#### [What this task involves]
Reproduce exactly, and nothing but, the lines between the one with "Expected: one point per instance of the utility" and the end of the entries, both ends included.
-=-=-
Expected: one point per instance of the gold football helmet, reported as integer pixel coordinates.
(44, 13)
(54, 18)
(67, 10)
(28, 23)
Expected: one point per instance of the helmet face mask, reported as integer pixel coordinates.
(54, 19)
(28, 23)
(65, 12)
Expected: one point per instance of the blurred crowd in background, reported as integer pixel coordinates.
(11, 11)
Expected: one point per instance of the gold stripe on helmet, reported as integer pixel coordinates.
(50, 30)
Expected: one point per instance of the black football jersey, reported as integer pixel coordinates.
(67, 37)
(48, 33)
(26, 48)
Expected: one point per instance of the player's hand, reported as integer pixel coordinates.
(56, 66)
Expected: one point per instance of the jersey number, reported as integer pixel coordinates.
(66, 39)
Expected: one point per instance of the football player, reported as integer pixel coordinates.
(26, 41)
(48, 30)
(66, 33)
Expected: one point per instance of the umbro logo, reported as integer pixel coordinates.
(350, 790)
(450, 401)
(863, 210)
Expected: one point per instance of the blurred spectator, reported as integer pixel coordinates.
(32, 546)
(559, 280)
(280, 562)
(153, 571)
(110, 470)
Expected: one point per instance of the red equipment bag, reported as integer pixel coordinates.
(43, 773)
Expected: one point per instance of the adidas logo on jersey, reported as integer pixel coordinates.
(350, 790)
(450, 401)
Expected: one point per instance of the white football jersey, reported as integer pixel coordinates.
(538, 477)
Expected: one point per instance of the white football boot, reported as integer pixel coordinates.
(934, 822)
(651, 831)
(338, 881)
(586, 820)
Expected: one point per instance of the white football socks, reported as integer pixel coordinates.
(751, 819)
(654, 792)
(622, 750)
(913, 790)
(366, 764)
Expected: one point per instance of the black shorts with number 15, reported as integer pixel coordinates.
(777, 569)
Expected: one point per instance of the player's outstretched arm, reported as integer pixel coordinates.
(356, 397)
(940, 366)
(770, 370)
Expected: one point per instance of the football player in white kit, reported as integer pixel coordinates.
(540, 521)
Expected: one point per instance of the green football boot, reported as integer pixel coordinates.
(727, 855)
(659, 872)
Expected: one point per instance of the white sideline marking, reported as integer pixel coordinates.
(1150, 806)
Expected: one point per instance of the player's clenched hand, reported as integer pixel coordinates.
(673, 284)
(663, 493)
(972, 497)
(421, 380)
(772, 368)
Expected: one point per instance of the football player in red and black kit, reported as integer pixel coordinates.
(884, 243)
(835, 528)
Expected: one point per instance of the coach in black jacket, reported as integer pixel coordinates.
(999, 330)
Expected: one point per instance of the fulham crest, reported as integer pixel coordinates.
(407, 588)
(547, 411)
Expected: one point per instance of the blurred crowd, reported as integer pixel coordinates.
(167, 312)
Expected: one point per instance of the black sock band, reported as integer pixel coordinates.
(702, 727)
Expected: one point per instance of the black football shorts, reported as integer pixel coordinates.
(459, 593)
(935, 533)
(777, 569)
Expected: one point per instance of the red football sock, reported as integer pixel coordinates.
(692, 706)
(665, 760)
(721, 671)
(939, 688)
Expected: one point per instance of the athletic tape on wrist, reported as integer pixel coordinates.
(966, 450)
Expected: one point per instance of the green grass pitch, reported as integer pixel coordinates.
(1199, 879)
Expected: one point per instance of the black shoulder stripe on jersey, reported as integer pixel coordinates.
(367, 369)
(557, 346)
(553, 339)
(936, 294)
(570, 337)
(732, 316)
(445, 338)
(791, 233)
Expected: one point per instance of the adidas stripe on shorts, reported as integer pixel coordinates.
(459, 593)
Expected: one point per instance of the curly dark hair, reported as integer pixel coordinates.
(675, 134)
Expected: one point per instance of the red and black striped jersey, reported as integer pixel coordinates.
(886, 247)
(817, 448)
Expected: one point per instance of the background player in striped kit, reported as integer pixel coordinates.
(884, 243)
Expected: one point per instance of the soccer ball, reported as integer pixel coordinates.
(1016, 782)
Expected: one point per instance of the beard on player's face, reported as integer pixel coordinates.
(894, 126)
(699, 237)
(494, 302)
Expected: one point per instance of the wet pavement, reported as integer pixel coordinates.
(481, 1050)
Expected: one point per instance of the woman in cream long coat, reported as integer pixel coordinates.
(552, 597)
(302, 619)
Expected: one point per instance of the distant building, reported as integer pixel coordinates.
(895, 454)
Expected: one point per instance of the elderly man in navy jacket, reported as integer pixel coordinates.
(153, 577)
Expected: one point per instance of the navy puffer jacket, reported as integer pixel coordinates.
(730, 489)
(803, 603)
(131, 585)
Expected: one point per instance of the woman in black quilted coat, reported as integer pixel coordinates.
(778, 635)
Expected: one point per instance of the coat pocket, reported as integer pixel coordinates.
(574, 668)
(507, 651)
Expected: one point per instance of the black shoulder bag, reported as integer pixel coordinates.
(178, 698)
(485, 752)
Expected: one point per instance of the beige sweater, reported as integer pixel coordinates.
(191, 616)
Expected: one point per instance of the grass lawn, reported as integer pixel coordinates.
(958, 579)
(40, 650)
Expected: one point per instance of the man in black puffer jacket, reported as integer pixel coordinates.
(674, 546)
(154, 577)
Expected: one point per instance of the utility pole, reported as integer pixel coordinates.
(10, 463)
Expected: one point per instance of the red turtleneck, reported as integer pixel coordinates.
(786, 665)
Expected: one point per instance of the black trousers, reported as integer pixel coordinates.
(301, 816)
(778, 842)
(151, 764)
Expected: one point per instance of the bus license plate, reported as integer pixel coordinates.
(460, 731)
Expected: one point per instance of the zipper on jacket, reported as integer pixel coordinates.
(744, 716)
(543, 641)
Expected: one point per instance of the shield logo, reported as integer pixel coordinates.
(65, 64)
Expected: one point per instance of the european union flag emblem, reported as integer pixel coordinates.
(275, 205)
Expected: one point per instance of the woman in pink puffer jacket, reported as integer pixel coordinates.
-=-=-
#### [Task output]
Expected: one point per instance of the utility pole, reported as integer pixel coordinates.
(10, 463)
Expected: one point per instance of the red turtleneck, reported as integer pixel coordinates.
(786, 665)
Expected: one point per instance of the black trousers, reported as integer pixel coordinates.
(301, 816)
(778, 842)
(151, 764)
Expected: one point per instance of the bus license plate, reported as integer pixel coordinates.
(460, 731)
Expected: one point per instance of the zipper on jacket, reported as integer pixel coordinates.
(744, 716)
(543, 641)
Expected: one point per instance of the shield logo, reported as integer pixel coordinates.
(65, 64)
Expected: one point per instance of the european union flag emblem, reported as integer pixel coordinates.
(275, 205)
Expected: one point per instance of the woman in pink puffer jacket, reported as integer pixel coordinates.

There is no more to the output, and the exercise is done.